--- Source passage ---

METHOD AND SYSTEM FOR HEAD POSE ESTIMATION

20210165999 · 2021-06-03

    Inventors

    Cpc classification

    International classification

    Abstract

    A method for head pose estimation using a monocular camera. The method includes: providing an initial image frame recorded by the camera showing a head; and performing at least one pose updating loop with the following steps: identifying and selecting of a plurality of salient points of the head having 2D coordinates in the initial image frame within a region of interest; determining 3D coordinates for the selected salient points using a geometric head model of the head, corresponding to a head pose; providing an updated image frame recorded by the camera showing the head; identifying within the updated image frame at least some previously selected salient points having updated 2D coordinates; updating the head pose by determining updated 3D coordinates corresponding to the updated 2D coordinates using a perspective-n-point method; and using the updated image frame as the initial image frame for the next pose updating loop.

    Claims

    1. A method for head pose estimation using a monocular camera, the method comprising: providing an initial image frame recorded by the camera showing a head; and performing at least one pose estimation loop with the following steps: identifying and selecting of a plurality of salient points of the head having 2D coordinates in the initial image frame within a region of interest; using a geometric head model of the head, determining 3D coordinates for the selected salient points corresponding to a head pose of the geometric head model; providing an updated image frame recorded by the camera showing the head; identifying within the updated image frame at least some previously selected salient points having updated 2D coordinates; updating the head pose by determining updated 3D coordinates corresponding to the updated 2D coordinates using a perspective-n-point method; and using the updated image frame as the initial image frame for the next pose updating loop.

--- Directives ---
(A) Using the head pose estimation patent, state whether each statement agrees with it: (i) the method relies on a stereo camera; (ii) 3D coordinates of the selected salient points are obtained with a geometric head model; (iii) once a loop ends, the updated image frame plays no further part. Answer yes or no for each and quote the deciding words.
(B) Carry the head pose estimation patent forward from the end of claim 1, writing the next claims in the same style.
The rows are separate material from the head pose estimation patent and have no connection to it.

--- Data section ---
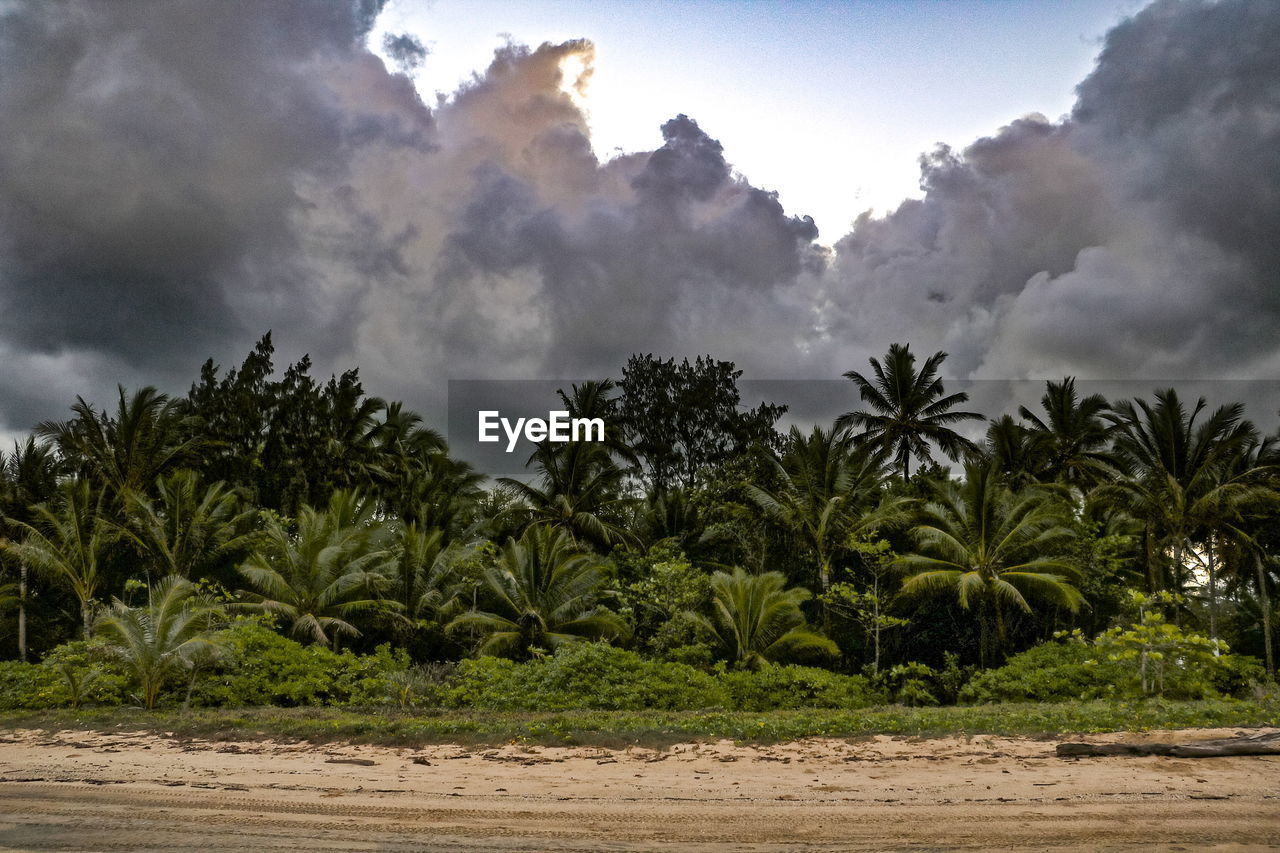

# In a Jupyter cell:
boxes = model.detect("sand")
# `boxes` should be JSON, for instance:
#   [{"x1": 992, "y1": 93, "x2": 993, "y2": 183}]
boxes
[{"x1": 0, "y1": 730, "x2": 1280, "y2": 850}]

--- Answers in order ---
(A)
(i) No: "using a monocular camera."
(ii) Yes: "determining 3D coordinates for the selected salient points using a geometric head model of the head."
(iii) No: "using the updated image frame as the initial image frame for the next pose updating loop."

(B)
    2. The method of claim 1, wherein before performing the at least one pose updating loop, a distance between the camera and the head is determined.

    3. The method of claim 1, wherein before performing the at least one pose updating loop, dimensions of the head model are determined.

    4. The method of claim 1, wherein the head model is a cylindrical head model.

    5. The method of claim 1, wherein a plurality of consecutive pose updating loops are performed.

    6. The method of claim 1, wherein previously selected salient points are identified using optical flow.

    7. The method of claim 1, wherein the 3D coordinates are determined by projecting 2D coordinates from an image plane of the camera onto a visible head surface.

    8. The method of claim 1, wherein the visible head surface is determined by determining the intersection of a boundary plane with a model head surface.

    9. The method of claim 1, wherein the boundary plane is parallel to an X-axis of the camera and a center axis of the cylindrical head model.

    10. The method of claim 1, wherein the region of interest is defined by projecting the visible head surface onto the image plane.

    11. The method of claim 1, wherein the salient points are selected based on an associated weight which depends on the distance to a border of the region of interest.

    12. The method of claim 1, wherein the perspective-n-point method is performed based on the weight of the salient points.

    13. The method of claim 1, wherein in each pose updating loop, the region of interest is updated.

    14. A system for head pose estimation, comprising a monocular camera and a processing device, which is configured to: receive an initial image frame recorded by the camera showing a head; and perform at least one pose updating loop with the following steps: identifying and selecting of a plurality of salient points of the head having 2D coordinates in the initial image frame within a region of interest; determining 3D coordinates for the selected salient points using a geometric head model of the head, corresponding to a head pose; receiving an updated image frame recorded by the camera showing the head; identifying within the updated image frame at least some previously selected salient points having updated 2D coordinates; updating the head pose by determining updated 3D coordinates corresponding to the updated 2D coordinates using a perspective-n-point method; and using the updated image frame as the initial image frame for the next pose updating loop.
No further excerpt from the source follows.